Short task: Please write out every line of the rows below as a JSON list of strings, one string per line, leaving out blank lines.

***** Material for this task *****

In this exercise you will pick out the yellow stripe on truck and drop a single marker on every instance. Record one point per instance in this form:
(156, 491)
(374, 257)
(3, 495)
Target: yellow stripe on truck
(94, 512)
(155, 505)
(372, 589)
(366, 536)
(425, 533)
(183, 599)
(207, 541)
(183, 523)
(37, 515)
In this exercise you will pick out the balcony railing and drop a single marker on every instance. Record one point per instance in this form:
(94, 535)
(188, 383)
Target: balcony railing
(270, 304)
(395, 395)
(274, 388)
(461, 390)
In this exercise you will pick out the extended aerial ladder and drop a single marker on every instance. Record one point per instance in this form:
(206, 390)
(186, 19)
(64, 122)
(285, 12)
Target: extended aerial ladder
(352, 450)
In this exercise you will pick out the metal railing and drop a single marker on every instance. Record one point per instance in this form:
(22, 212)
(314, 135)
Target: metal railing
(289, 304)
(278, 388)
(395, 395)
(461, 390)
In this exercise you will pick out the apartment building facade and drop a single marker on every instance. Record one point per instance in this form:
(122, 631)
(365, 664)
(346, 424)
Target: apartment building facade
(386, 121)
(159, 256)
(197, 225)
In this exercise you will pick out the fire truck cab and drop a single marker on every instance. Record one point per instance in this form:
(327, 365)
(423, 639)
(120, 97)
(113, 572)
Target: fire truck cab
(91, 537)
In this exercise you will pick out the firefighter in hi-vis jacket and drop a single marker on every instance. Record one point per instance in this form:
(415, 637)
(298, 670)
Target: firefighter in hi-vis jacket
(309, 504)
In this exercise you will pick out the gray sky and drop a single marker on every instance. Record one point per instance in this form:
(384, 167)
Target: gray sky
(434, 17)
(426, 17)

*****

Answer below:
[
  "In this exercise you will pick out the yellow stripe on truck and drop a single marker on every instance. Record one point per instance in this form:",
  "(156, 491)",
  "(374, 257)",
  "(3, 495)",
  "Target: yellow stripe on truck",
  "(94, 512)",
  "(155, 505)",
  "(372, 589)",
  "(366, 536)",
  "(425, 533)",
  "(183, 599)",
  "(207, 541)",
  "(183, 523)",
  "(37, 515)",
  "In this exercise you will pick out the balcony railing and drop a single marker on every instance. Record one point per instance in this form:",
  "(94, 535)",
  "(188, 383)",
  "Target: balcony railing",
  "(270, 304)",
  "(395, 395)",
  "(274, 388)",
  "(461, 390)",
  "In this exercise you will pick out the extended aerial ladder and drop a single marker on every instance. Record one point per instance in this form:",
  "(206, 390)",
  "(186, 19)",
  "(64, 122)",
  "(285, 12)",
  "Target: extended aerial ladder",
  "(352, 450)",
  "In this exercise you will pick out the metal railing and drop a single marker on every instance. Record one point per instance in this form:",
  "(22, 212)",
  "(314, 135)",
  "Target: metal railing",
  "(289, 304)",
  "(278, 388)",
  "(395, 395)",
  "(461, 390)",
  "In this exercise you will pick out the apartment building facade and drop a single marker on every instance. Record one point per instance in this form:",
  "(122, 631)",
  "(365, 664)",
  "(346, 424)",
  "Target: apartment building facade",
  "(386, 121)",
  "(159, 256)",
  "(197, 225)",
  "In this exercise you will pick out the fire truck cab and drop a single marker on every instance. Record one point per instance in this form:",
  "(327, 365)",
  "(423, 639)",
  "(120, 97)",
  "(113, 572)",
  "Target: fire truck cab",
  "(91, 537)",
  "In this exercise you will pick out the firefighter in hi-vis jacket and drop a single marker on every instance. Record one point per instance in this form:",
  "(415, 637)",
  "(298, 670)",
  "Target: firefighter in hi-vis jacket",
  "(309, 504)",
  "In this exercise you will pick out the gray sky and drop a single marker on every instance. Record one point per instance in this form:",
  "(384, 167)",
  "Target: gray sky",
  "(434, 17)",
  "(426, 17)"
]